ACTIVITY: Whenever the word "positive" shows up in a line of the data, copy that line.

(STORED DATA Opens)

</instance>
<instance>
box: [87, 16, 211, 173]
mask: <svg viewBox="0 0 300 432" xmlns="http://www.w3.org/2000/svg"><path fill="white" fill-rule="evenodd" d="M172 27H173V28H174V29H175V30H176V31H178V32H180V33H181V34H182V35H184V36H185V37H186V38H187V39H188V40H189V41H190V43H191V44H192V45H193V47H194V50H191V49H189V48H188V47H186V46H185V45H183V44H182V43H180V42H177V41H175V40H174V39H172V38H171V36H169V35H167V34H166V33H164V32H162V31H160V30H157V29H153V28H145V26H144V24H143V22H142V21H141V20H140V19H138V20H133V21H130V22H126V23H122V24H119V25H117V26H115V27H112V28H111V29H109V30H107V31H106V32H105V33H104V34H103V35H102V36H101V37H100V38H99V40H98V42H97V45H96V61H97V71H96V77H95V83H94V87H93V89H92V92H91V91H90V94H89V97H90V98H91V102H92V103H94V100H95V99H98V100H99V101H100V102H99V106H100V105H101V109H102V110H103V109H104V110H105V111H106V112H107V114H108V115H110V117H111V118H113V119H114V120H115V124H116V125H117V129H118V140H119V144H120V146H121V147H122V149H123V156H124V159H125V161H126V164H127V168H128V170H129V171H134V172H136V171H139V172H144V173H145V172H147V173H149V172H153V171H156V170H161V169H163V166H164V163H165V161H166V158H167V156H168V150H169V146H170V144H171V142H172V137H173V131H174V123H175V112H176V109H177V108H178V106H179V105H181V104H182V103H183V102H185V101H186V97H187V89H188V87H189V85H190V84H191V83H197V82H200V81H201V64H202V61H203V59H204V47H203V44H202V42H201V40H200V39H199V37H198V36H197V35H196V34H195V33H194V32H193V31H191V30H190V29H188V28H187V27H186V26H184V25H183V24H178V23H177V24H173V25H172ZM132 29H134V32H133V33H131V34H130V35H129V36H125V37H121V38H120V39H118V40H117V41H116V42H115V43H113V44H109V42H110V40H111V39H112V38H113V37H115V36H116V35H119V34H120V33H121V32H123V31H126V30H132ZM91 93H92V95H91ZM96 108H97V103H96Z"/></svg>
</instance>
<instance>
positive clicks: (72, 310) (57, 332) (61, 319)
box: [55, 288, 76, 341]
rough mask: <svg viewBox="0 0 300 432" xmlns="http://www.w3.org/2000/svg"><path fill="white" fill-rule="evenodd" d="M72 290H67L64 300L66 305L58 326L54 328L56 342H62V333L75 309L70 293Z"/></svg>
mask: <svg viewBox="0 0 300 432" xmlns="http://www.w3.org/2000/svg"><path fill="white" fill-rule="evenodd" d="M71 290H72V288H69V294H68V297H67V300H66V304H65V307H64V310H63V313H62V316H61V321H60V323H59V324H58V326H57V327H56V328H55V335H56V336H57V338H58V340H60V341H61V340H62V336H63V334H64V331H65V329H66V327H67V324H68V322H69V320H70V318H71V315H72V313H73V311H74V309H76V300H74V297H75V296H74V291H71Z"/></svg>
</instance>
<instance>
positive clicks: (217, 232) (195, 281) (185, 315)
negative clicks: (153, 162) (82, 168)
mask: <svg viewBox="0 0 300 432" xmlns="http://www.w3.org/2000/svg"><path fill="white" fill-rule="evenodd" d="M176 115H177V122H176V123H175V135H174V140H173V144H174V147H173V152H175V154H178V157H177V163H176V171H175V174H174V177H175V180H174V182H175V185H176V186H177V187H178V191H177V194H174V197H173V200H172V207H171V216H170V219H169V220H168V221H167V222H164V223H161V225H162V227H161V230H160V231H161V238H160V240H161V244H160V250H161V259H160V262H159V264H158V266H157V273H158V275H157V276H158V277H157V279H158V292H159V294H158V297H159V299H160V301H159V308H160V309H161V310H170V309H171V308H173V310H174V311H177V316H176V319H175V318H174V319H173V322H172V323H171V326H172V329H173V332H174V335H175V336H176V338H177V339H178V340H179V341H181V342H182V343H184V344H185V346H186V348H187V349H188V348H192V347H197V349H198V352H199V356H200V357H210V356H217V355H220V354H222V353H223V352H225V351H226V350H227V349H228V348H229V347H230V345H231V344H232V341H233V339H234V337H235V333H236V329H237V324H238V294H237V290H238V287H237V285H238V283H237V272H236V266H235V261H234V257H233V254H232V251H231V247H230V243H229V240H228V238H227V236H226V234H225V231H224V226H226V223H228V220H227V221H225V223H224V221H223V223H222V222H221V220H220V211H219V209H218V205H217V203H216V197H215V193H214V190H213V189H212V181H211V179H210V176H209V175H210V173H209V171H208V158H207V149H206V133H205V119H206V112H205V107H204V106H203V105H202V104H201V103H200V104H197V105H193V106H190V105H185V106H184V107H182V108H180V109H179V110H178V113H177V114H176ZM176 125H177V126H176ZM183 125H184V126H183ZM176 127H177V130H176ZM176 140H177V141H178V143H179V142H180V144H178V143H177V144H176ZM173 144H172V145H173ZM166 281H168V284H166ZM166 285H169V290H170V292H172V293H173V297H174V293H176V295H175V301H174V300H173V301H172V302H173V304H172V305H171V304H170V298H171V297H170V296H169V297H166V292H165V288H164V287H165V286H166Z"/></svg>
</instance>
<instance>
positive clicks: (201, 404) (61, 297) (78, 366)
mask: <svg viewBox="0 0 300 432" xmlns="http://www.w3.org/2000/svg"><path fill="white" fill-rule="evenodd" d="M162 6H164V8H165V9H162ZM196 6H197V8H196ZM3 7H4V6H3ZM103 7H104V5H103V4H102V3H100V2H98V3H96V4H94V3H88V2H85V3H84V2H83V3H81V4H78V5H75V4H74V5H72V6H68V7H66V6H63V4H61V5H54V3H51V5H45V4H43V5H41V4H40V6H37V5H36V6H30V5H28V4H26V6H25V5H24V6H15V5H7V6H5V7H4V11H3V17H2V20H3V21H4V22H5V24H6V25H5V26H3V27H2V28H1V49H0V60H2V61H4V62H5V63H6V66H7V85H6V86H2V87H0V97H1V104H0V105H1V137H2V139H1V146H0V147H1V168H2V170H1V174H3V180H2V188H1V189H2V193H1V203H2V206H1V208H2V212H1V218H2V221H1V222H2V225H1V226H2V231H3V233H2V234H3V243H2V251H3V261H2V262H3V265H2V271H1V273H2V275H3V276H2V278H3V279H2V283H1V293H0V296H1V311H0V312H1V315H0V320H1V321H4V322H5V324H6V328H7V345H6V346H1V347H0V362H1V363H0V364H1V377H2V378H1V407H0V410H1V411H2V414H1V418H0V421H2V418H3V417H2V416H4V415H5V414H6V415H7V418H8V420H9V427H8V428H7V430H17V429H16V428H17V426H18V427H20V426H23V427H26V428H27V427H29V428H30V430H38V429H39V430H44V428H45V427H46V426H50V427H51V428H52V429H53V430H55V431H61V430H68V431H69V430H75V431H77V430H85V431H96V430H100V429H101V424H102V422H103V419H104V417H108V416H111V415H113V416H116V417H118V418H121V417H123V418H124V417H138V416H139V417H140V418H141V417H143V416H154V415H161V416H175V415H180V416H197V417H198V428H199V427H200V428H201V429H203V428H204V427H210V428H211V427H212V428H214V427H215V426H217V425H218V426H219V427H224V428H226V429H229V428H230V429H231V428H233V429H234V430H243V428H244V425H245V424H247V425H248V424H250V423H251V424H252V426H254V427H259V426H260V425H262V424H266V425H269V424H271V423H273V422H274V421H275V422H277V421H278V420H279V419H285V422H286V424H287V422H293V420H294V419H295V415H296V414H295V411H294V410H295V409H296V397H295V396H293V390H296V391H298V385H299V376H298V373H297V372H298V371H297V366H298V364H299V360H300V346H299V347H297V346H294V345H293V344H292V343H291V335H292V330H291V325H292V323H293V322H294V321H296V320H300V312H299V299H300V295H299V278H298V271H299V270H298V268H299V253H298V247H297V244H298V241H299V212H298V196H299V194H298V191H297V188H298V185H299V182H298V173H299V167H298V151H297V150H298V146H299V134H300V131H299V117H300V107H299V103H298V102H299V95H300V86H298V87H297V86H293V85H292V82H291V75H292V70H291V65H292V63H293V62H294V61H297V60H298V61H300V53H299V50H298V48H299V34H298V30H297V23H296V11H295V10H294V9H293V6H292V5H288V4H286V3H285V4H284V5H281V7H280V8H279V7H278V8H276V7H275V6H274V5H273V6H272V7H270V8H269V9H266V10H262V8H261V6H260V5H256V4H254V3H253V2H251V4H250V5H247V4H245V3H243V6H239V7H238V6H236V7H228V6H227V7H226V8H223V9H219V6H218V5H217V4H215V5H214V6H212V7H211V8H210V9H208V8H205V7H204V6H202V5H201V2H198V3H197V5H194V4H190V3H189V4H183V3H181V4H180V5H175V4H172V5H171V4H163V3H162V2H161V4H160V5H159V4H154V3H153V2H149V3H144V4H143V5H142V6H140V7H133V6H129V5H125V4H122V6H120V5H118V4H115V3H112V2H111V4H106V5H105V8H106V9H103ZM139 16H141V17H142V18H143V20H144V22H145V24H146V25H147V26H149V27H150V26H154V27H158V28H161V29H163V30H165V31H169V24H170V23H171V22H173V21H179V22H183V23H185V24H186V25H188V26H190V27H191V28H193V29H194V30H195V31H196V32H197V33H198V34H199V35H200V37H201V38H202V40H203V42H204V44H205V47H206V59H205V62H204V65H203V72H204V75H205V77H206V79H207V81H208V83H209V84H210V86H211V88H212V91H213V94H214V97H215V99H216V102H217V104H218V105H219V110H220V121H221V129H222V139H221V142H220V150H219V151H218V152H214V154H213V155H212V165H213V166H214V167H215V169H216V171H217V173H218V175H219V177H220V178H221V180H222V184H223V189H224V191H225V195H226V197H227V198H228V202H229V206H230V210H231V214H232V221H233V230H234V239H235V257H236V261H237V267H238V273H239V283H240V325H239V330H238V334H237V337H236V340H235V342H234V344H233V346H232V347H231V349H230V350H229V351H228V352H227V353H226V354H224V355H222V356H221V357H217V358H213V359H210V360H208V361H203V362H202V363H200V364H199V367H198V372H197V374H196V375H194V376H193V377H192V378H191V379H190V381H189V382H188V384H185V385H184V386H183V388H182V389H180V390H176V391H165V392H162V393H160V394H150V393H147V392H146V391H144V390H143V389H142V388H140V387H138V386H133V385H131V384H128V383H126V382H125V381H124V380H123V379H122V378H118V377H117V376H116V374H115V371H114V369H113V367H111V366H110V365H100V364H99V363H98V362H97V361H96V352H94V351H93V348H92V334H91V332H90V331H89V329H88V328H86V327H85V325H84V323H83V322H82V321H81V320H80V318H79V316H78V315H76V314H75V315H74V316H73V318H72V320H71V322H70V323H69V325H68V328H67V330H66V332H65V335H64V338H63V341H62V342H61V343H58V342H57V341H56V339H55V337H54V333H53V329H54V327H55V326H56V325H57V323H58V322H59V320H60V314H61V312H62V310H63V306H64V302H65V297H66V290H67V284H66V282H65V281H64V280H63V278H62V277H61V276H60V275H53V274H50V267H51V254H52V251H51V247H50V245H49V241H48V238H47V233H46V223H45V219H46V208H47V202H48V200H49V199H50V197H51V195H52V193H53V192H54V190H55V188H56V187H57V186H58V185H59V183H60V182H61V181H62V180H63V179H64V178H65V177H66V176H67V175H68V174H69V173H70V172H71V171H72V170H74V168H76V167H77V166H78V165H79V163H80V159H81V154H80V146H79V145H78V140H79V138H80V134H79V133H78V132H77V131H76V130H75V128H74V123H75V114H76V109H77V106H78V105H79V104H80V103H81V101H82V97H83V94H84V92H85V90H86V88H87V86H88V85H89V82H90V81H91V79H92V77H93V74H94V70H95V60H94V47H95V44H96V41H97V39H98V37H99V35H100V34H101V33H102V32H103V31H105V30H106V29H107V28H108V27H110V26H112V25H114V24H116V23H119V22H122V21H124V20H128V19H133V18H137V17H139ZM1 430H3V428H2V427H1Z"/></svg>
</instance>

(STORED DATA Closes)

FINAL ANSWER:
positive clicks: (72, 310) (57, 332) (61, 319)
positive clicks: (217, 232) (195, 281) (185, 315)
positive clicks: (201, 404) (61, 297) (78, 366)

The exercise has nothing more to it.